Re: BLOB updates -> database size explodes

From: Stephen Scheck <singularsyntax(at)gmail(dot)com>
To: Dimitar Misev <dimitarmisev(at)gmail(dot)com>
Cc: pgsql-general(at)postgresql(dot)org
Subject: Re: BLOB updates -> database size explodes
Date: 2013-05-29 22:49:29
Message-ID: CAKjnHz1V+SK7hHPgA8FHKDuo7PMekCui3=jevbYgGGJr05dX+Q@mail.gmail.com
Views: Raw Message | Whole Thread | Download mbox | Resend email
Thread:
Lists: pgsql-general

This is just a guess (I haven't dug into the low-level page/disk access
Postgres code for Large Objects yet but if I'm right, the LO-based project
I'm working on will likely face the same issues you're seeing), but LOs
enjoy transactional behavior just like anything else (as far as I can tell
from my testing) and so are subject to MVCC effects. Since LOs are opaque
to Postgres and it can't infer anything about their structure, even
flipping a single bit in a LO causes whatever page that bit maps to be
marked invalid (as if the page corresponded exactly to one row in a normal
table), and the page copied to a new one along with your change(s).

To do: According to the mailing-list message about BLOB updates, what effects are large objects subject to because of their transactional behavior? Please answer in a few words. The records have nothing to do with the mailing-list message above.

Data section:
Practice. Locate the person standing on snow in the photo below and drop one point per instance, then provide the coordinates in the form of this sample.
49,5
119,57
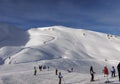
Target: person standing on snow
106,73
35,71
56,71
113,71
60,77
92,73
118,67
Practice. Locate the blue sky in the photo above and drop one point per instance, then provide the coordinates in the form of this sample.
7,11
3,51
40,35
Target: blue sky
96,15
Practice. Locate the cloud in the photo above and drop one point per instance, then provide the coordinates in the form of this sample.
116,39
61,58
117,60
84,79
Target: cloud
102,15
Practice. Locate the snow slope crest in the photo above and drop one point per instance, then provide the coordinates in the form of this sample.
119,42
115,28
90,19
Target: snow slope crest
62,44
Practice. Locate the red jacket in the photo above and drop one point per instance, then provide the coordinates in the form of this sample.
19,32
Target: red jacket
105,71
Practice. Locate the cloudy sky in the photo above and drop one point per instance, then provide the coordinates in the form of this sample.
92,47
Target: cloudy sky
97,15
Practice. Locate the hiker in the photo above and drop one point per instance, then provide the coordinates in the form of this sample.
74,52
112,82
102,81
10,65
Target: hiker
44,67
113,71
60,77
118,67
48,68
35,71
106,73
56,71
40,68
92,73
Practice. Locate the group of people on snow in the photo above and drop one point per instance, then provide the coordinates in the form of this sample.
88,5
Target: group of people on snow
92,72
106,72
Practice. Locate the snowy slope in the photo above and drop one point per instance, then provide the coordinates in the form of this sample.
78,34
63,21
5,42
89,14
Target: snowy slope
58,47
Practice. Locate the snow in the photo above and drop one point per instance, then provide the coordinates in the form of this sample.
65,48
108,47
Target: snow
57,47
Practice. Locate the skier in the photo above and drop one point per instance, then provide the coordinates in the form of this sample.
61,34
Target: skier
35,71
48,68
92,73
118,67
40,68
56,71
113,72
106,73
60,77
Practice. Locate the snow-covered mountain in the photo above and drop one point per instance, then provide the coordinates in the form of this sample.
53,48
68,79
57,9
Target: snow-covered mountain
59,47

Task output: MVCC effects.